What needs to be done
Could you print the data that follows exactly as given?

Data
══════
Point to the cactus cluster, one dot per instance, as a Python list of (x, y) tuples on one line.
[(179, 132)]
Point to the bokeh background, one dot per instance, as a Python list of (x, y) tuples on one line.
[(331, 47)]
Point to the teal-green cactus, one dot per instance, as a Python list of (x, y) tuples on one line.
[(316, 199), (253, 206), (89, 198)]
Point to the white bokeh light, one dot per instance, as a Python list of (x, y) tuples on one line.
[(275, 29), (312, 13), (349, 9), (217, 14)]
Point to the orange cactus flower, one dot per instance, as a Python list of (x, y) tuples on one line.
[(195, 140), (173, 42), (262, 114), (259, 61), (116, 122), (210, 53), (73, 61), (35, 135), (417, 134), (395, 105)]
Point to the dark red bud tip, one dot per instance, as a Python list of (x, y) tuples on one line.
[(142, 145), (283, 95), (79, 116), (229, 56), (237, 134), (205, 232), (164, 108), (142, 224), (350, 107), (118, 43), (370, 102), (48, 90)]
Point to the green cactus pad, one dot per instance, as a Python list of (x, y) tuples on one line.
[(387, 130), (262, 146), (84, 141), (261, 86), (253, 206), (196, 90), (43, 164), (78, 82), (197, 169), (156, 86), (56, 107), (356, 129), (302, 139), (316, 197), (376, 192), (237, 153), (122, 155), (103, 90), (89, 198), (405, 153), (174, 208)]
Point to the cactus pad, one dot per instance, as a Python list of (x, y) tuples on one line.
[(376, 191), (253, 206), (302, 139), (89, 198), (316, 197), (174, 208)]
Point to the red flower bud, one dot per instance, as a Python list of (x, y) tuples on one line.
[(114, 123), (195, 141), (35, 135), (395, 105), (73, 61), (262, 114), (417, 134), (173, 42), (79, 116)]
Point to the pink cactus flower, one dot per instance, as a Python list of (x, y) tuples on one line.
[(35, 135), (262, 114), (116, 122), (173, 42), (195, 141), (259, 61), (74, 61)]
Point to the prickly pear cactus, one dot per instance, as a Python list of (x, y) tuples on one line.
══════
Written solution
Point to the cactus cluster, one dot per instance, as a Python list of (x, y) tuples on one line.
[(179, 132)]
Point to the bokeh background, one dot per instance, as a Python list of (x, y) tuples on one line.
[(331, 47)]
Point to the teal-green cactus, one dot per instance, as a Python list of (x, y) tuples on one line.
[(316, 199), (253, 206), (89, 198)]
Point to the white bokeh light, one dot per instance, as a Python list of (x, y) tuples on one line.
[(275, 29), (312, 13), (349, 9), (217, 14)]
Point to the orange cactus flower, one dot per instance, as a Python list of (x, y) tuples on one line.
[(195, 140), (173, 42), (262, 114), (259, 61), (116, 122), (210, 53), (73, 61), (35, 135), (417, 134), (395, 105)]
Point to the dark red bud tip, one dot per instance, as a Python list of (x, y) tuples on one line.
[(142, 145), (283, 95), (79, 116), (229, 56), (237, 134), (205, 232), (164, 108), (142, 224), (350, 107), (118, 43), (370, 102), (48, 90)]
Point to the green cactus pad, one dot per instance, as a Python list of (x, y) tuples on one line.
[(387, 130), (262, 146), (84, 141), (261, 86), (253, 206), (196, 90), (43, 164), (78, 82), (197, 169), (156, 86), (56, 107), (356, 129), (302, 139), (316, 197), (376, 192), (237, 153), (122, 155), (103, 90), (89, 198), (405, 153), (174, 208)]
Point to the cactus pad, one dot per instance, as a Python list of (x, y) tuples on one line.
[(376, 191), (253, 206), (302, 139), (89, 198), (316, 197), (174, 208)]
Point to the red flower bud, one dot per instance, as a Python list of (x, y) tuples on one line.
[(114, 123), (195, 141), (35, 135), (395, 105), (73, 61), (262, 114), (417, 134), (173, 42), (79, 116)]
Point to the pink cactus flower, one dot per instance, as a Python list of (x, y) tuples on one line.
[(35, 135), (262, 114), (116, 122), (173, 42), (195, 141), (259, 61), (74, 61)]
Point to the prickly pear cactus, one dot per instance, as a Python list of (x, y) tuples on one line.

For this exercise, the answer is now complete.